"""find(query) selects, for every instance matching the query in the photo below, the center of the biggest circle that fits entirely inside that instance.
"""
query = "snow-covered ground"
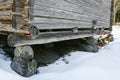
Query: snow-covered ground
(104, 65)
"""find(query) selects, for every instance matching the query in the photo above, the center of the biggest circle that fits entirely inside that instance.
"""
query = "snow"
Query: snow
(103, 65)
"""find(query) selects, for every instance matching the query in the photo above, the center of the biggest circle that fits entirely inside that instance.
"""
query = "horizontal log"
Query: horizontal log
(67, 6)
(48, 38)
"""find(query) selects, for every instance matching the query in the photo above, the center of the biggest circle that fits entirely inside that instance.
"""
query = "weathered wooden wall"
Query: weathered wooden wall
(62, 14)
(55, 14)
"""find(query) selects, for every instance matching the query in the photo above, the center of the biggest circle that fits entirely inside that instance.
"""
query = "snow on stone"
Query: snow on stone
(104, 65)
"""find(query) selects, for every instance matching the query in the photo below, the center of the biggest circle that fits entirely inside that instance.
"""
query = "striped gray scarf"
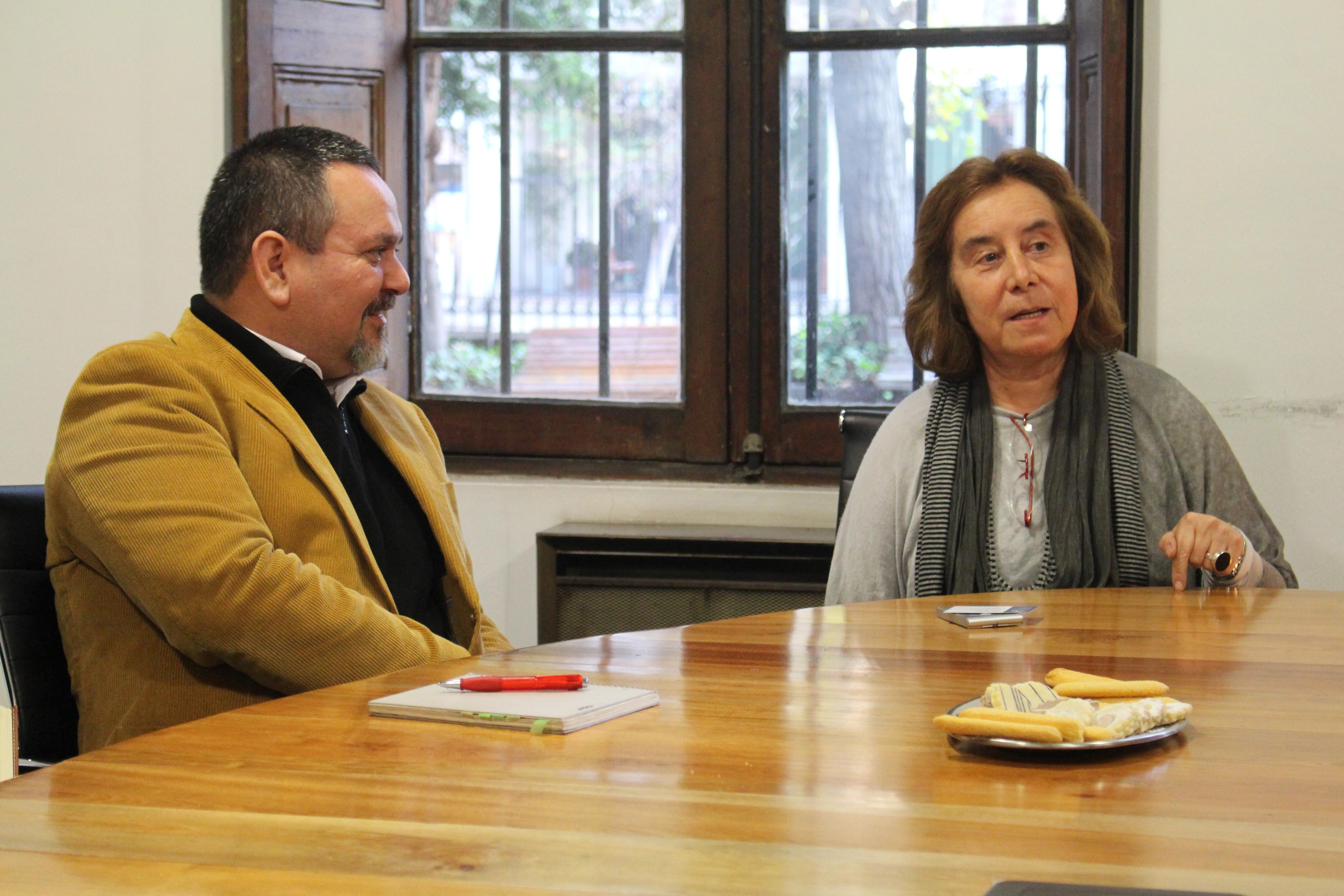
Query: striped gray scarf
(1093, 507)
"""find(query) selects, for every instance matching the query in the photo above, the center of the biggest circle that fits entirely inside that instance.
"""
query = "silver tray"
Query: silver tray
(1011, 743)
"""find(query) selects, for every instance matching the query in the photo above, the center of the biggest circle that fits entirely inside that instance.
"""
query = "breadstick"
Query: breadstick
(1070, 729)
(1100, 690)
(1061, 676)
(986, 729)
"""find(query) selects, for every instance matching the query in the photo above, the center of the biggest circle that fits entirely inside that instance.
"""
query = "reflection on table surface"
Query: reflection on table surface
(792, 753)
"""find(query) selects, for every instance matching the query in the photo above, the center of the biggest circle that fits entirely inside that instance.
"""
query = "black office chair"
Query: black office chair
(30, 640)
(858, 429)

******

— WHAT TO DO —
Give back the full listing exactly as written, only without its pictures.

— REPLY TO THE TASK —
"""find(query) selects, for every instance matching the query in the photo below, the center of the biggest circle that fits entirely inside that instance.
"""
query = "snow-covered ground"
Query: snow-covered ground
(104, 65)
"""find(query) selects, for every instance matching the query in the photo above, the center of the biggest circle that fits entirely inside that instance.
"""
query = "snow"
Query: snow
(103, 65)
"""find(query) selects, for every instance matching the query in the photo above, the center of the biggest circle that fits entirely inside that instance.
"""
query = "horizontal log"
Query: horizontal log
(67, 6)
(48, 38)
"""find(query) selects, for every instance matching the query in the photo above, the center of the biggest circle that fits entirely inside that instance.
"""
query = "weathered wooden wall"
Query: weathered wooden wall
(62, 14)
(55, 14)
"""find(query) selects, for every instance matching the query in the photo above, the center of the biggest circle that fits entirely inside that instance.
"""
query = "snow on stone"
Query: snow on stone
(104, 65)
"""find(query) selects, for every instance matching the query in the photo below, the center of the biggest circle that fits entirely inside that instance.
"""
query = "striped gray scarf"
Query: striped gray scarf
(1093, 507)
"""find(query) selects, for every instance matching the query in the photo above, the center of the biggest circle that fits entirely inside that instance.
"""
query = "silver tray"
Query: silver tray
(1011, 743)
"""find(query) selects, for every instance matching the query in the photo above, the center of the biggest circle that fits entirely inside that instance.
"""
query = "breadstick"
Query: breadstick
(1070, 729)
(1100, 690)
(1061, 676)
(986, 729)
"""find(query) selects, for every instance matching the query in the photo above, the center of the biggest circle that fits entirely inside that instance.
"""
query = "reflection on table surface"
Query: reflection on table surface
(792, 753)
"""find(query) selects, for every instance matching the query in the photo above, the center of the biggest circle that fits entirely inside that instance.
"""
query = "black office chair"
Query: black office chair
(30, 640)
(858, 429)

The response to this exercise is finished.